#### [Supplied records]

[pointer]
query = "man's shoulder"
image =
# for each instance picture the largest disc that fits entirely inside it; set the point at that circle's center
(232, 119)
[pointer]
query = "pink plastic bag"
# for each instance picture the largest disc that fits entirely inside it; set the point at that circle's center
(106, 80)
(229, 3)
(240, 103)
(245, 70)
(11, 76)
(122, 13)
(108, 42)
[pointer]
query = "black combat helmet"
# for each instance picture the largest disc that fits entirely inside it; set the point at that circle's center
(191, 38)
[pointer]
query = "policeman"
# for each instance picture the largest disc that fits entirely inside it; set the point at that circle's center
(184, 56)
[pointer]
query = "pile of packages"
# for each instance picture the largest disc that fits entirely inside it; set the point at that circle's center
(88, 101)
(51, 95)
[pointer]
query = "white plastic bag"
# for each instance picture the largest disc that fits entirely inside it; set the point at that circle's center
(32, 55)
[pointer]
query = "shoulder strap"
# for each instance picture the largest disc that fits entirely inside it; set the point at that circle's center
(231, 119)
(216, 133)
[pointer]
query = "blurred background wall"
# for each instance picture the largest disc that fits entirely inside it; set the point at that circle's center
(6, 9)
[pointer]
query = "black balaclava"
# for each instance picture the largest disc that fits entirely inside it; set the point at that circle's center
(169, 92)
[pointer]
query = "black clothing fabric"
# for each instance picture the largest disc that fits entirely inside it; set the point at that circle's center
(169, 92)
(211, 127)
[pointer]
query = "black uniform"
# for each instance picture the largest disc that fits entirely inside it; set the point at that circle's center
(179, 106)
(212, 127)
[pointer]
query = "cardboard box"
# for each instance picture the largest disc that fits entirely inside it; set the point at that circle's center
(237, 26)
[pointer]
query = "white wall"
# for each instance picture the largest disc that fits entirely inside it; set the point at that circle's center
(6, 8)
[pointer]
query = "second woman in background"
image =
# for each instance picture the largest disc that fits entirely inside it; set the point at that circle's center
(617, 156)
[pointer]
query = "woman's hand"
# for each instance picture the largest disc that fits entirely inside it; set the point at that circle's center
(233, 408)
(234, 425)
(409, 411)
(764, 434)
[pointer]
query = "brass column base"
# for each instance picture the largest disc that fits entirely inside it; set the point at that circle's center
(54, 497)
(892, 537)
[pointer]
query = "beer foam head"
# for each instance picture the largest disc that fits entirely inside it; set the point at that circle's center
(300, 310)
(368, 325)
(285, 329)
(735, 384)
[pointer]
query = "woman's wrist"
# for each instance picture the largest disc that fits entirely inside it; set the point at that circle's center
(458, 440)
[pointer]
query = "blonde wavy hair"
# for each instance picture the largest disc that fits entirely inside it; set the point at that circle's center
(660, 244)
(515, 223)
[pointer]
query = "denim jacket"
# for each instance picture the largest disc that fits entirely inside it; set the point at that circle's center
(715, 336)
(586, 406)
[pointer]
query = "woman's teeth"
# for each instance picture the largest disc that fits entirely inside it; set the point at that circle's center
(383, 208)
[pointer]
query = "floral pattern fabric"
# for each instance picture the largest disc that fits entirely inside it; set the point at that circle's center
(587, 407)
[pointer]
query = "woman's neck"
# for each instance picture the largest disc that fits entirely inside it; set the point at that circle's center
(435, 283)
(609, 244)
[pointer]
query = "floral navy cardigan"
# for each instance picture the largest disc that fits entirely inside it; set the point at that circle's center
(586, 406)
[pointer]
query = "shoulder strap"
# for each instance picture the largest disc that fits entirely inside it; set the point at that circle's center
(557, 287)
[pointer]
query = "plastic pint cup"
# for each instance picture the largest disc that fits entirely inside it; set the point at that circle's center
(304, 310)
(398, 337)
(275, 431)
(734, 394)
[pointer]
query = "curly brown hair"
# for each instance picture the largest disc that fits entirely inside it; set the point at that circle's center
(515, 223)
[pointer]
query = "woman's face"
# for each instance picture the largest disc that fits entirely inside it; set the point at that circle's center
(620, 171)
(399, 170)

#### [Your objective]
Every record above needs to be copied exactly.

#### [Output]
[pointer]
query = "man's shoulder"
image =
# for each instance picture the largest disc that fits entirely inside it; set the point at that circle's center
(232, 119)
[pointer]
query = "pink plastic bag"
# for each instance picture the largest disc that fits entirely inside it; set the point at that circle's center
(106, 80)
(229, 3)
(240, 103)
(245, 70)
(11, 76)
(122, 13)
(108, 42)
[pointer]
query = "black combat helmet"
# for each instance picture the largest disc that fits entirely inside it; set the point at that circle's center
(191, 38)
[pointer]
query = "policeman"
# for each instance picture the largest disc that fits entirely inside it; set the point at that circle's center
(184, 56)
[pointer]
query = "pile of packages"
# for each instance picture the largest disc that fits entirely inside it; set the point at that circle's center
(88, 101)
(51, 95)
[pointer]
query = "white plastic bag"
# for each instance picture the largest disc that fits entirely inside it; set the point at that circle's center
(32, 55)
[pointer]
query = "shoulder strap"
# for each instance picture the largest disc that fits entirely inside it; set the point at that circle's center
(231, 119)
(216, 133)
[pointer]
query = "blurred background wall"
# for each instance picture the largest disc that fits entirely inside it; set the point at that circle's center
(6, 9)
[pointer]
query = "black balaclava"
# for each instance picture the largest disc that fits entirely inside it; set the point at that circle's center
(169, 92)
[pointer]
query = "black clothing fabric"
# for each instance picture the largest disc that fits entirely inside it; set the point at that circle's center
(169, 92)
(211, 127)
[pointer]
query = "black uniform"
# for each instance picture the largest disc that fits entirely inside it; set the point at that circle's center
(179, 106)
(212, 127)
[pointer]
query = "cardboard box"
# for each instance picture the largest disc that fits entirely inside it; set the point at that circle's center
(237, 26)
[pointer]
query = "white wall"
# for each instance picture the largest disc that fits entirely inside it; set the point at that circle's center
(6, 8)
[pointer]
query = "second woman in background"
image =
# for each instance picture the largest disc that fits entirely inside it; set the point at that circle's center
(617, 156)
[pointer]
query = "woman's hand"
# for each instance picture the largest disc that fits entirely inside it; set the point at that circle's center
(233, 408)
(234, 425)
(409, 411)
(764, 434)
[pointer]
query = "brass column base"
# for each instance picture the largest disc that fits entirely inside it; set the point at that circle's center
(54, 497)
(892, 537)
[pointer]
query = "beer foam head"
# for each instance picture the largest disc that fits entirely inside it; set the point at that circle's center
(300, 310)
(368, 325)
(285, 329)
(735, 384)
[pointer]
query = "woman's wrist"
# for each instance picture the largest disc that fits entirely inside it; set the point at that circle's center
(458, 440)
[pointer]
query = "blonde wavy hair"
# for each instance picture the largest disc that fits entirely inside it; set the point at that circle's center
(660, 244)
(515, 223)
[pointer]
query = "denim jacket"
# for each instance picture the largest disc that fits entirely inside it; set the point at that circle's center
(715, 336)
(586, 406)
[pointer]
query = "woman's teeth"
# for each instance picture the largest disc that fits entirely inside it; set the point at that circle's center
(383, 208)
[pointer]
query = "floral pattern fabric"
# for each instance picture the largest disc that fits entirely inside it; set the point at that circle's center
(587, 407)
[pointer]
query = "woman's neck"
# for each instance picture the largest disc that fits entirely inside it; set the point at that circle's center
(435, 283)
(609, 244)
[pointer]
query = "floral navy cardigan"
# for each instance picture the largest disc that fits entirely inside it; set the point at that circle's center
(586, 406)
[pointer]
query = "shoulder strap"
# for each instance picture the largest disc that fits entirely inside it; set the point at that circle's center
(557, 287)
[pointer]
query = "plastic pint cup"
# for each instance picture the largest disc that fits entirely inside it; set the point at that circle's center
(304, 310)
(398, 337)
(275, 431)
(734, 394)
[pointer]
query = "curly brown hair"
# for each instance picture the largest disc that fits entirely inside it; set the point at that circle's center
(515, 223)
[pointer]
query = "woman's face"
# for each instance picture the largest disc that fits entirely inside it; set the point at that circle's center
(620, 171)
(399, 170)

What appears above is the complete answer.